(Problem requirements) Below are some records. Repeat exactly the lines from the one containing "Box each lamp" through the final line.
.....
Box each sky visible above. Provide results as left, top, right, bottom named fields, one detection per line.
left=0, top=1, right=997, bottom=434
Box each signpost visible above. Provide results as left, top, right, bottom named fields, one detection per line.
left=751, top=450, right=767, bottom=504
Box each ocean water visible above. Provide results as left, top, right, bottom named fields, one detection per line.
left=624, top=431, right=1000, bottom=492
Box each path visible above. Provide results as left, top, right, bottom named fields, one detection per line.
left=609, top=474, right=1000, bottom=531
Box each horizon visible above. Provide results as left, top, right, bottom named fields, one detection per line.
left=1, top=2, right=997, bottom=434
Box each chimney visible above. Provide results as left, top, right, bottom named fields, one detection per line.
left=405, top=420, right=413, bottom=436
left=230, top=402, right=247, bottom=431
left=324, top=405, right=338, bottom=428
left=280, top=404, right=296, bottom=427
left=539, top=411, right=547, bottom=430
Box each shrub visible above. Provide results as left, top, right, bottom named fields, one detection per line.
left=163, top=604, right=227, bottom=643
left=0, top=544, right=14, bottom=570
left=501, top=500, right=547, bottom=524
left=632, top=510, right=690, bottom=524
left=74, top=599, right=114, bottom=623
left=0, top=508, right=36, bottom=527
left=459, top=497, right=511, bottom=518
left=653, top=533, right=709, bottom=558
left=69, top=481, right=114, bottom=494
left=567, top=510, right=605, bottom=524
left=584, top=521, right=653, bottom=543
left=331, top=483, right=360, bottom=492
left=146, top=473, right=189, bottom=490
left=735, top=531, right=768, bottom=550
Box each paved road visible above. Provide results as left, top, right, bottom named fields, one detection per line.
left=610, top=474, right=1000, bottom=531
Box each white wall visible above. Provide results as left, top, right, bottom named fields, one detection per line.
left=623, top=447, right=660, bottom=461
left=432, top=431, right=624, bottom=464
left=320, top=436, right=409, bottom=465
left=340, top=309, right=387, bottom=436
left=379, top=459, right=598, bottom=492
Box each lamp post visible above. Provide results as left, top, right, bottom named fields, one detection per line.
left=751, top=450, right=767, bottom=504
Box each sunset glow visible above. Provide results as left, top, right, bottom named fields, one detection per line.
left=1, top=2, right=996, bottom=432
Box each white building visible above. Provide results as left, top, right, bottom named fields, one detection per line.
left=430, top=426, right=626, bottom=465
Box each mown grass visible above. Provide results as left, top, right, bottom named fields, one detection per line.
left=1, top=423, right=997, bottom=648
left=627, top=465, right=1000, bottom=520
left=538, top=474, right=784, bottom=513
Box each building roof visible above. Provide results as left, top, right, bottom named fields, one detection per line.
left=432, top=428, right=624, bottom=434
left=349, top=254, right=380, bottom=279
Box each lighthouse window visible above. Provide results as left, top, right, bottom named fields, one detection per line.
.....
(Response to the task)
Box each lamp post visible above. Provide results as left, top, right, bottom named fields, one detection per line.
left=751, top=450, right=767, bottom=504
Box each sunset glow visible above. Provide results as left, top, right, bottom named fields, one detection per line.
left=1, top=2, right=996, bottom=432
Box each white building visible above. Provide results as left, top, right, bottom named fields, one detection per line.
left=430, top=426, right=626, bottom=465
Box each mown grass visible above. Provide results as left, top, right, bottom named fields, one detection per line.
left=1, top=423, right=997, bottom=648
left=627, top=465, right=1000, bottom=520
left=538, top=474, right=784, bottom=513
Box each building roof visible above. Provide results as left, top, right, bottom named fields, one detection per line.
left=432, top=428, right=624, bottom=434
left=349, top=254, right=380, bottom=279
Box each lighthouse window visible above. Provide results as left, top, right, bottom named fields, one detection per line.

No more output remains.